TASKS AND EXERCISES:
A: In the order-reversal post below, how long is the period during which voters could truncate their ballots?
B: List every action that the order-reversal post assigns to the person counting the ballots.
C: Carry the order-reversal post forward, beginning after its final sentence.

TEXT EXCERPT:
[EM] Ridiculous order-reversal precaution

MIKE OSSIPOFF nkklrp at hotmail.com
Tue Apr 24 17:09:06 PDT 2001




>MIKE OSSIPOFF wrote:
>
>
>>But can you give us a good reason for opposing giving people a
>>chance to thwart offensive order-reversal?
>
>Laziness and Ignorance. I'm too lazy to want to calculate the results of
>the poll

Actually it isn't necessary to know the results. If you notice that
someone has order-reversed against your favorite, you might well want
to drop their favorite from your list, as a defensive strategy against
the order-reversal, so that the order-reversal can't succeed, so
that the reverser will regret it.

It wouldn't be necessary for each voter to calculate the result though,
if he wanted to consider the result in deciding whether to truncate
in the 48 hours. The person counting the ballots could post it.
If Rob L.G. can count the ballots once, it's only slightly more
time-consuming to post pairwise-count results right after the balloting,
and then count and post them again after the 2-day truncation period
if anyone has truncated during that period.

RAW DATA:
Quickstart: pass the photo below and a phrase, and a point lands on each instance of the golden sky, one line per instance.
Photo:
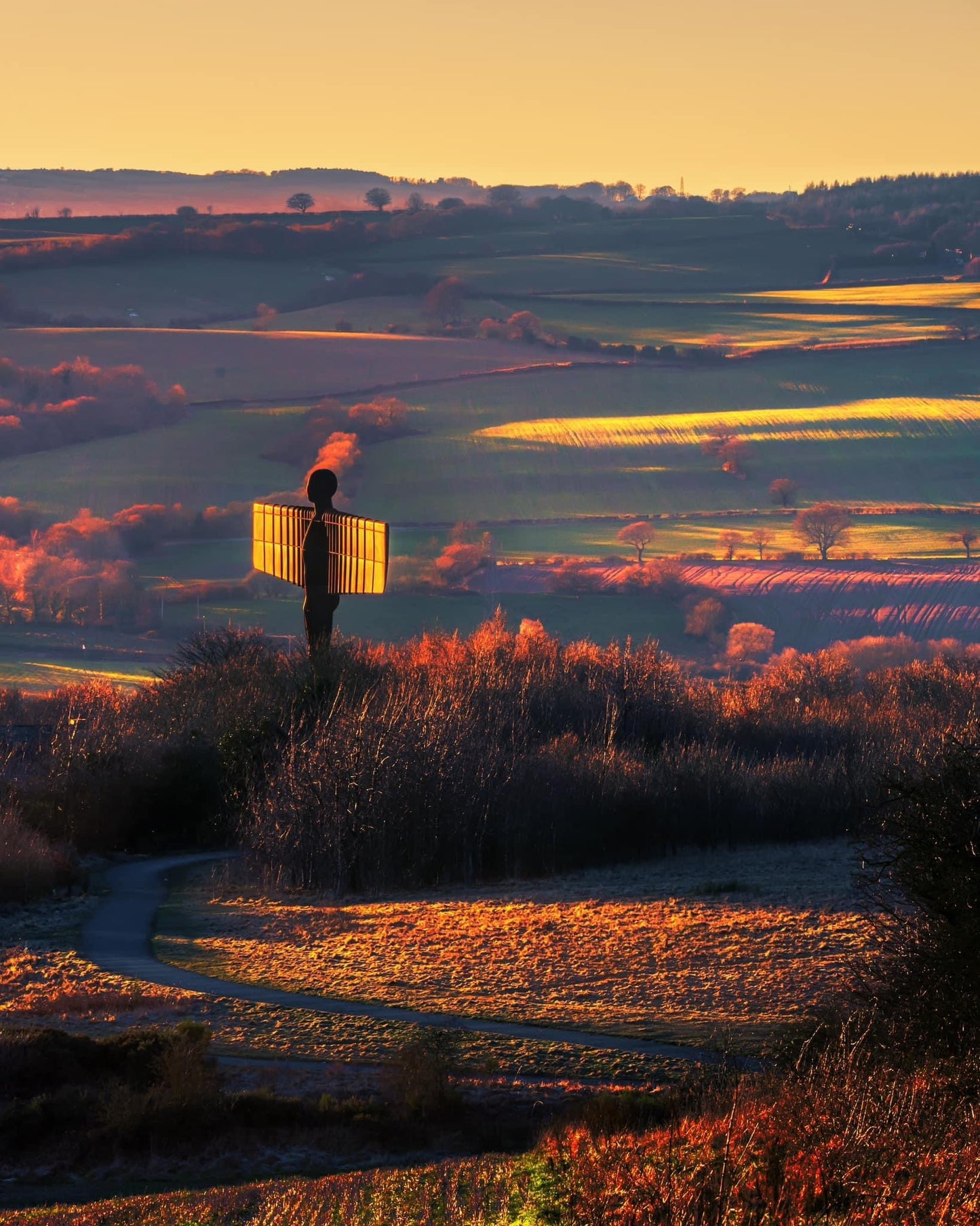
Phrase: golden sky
(766, 94)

ANSWERS TO THE EXERCISES:
A: 48 hours (two days).

B:
- Count the ballots.
- Post pairwise-count results right after the balloting.
- Count them again after the 2-day truncation period, if anyone has truncated during that period.
- Post them again after that period, under the same condition.

C:
>as is to decide whether to truncate or not, and certainly too
>lazy to test out the effects of all the possible truncations I could 
>choose.

No need to do that. If you feel that someone has used offensive
order-reversal against your favorite, then drop from your ranking
the alternatives that they like better than your favorite.

>
>Strategic Order Reversal and Truncation is a genuine problem with
>Condorcet - it's not a major one, but it exists.

Correction: Trunacation is a genuine problem with margins methods,
but isn't a problem at all with wv methods. Regrettably, margins
seems to be in fashion on EM right now, in spite of its strategic
faults.

Offensive order reversal is _a_ problem with margins methods, but
with wv methods, offensive order-reversal is _the_ problem, the
only possible problem.

It won't be any problem in public political elections, but it
has a good chance of being a problem in a committee poll such as this.
A worse problem with margins methods than with wv methods.

If you're going to
>introduce special rules to try and patch up that problem, why not
>introduce special rules to patch up IRV, Borda, Approval, Plurality, and
>the rest?

I'll tell you why: No patch can make them anywhere near as good as
the wv methods.

>
>If you don't think Condorcet unfixed is a good method for picking a
>winner in this kind of election because of the strategical element,
>there's a simple solution: pick another method - or pick "Manual".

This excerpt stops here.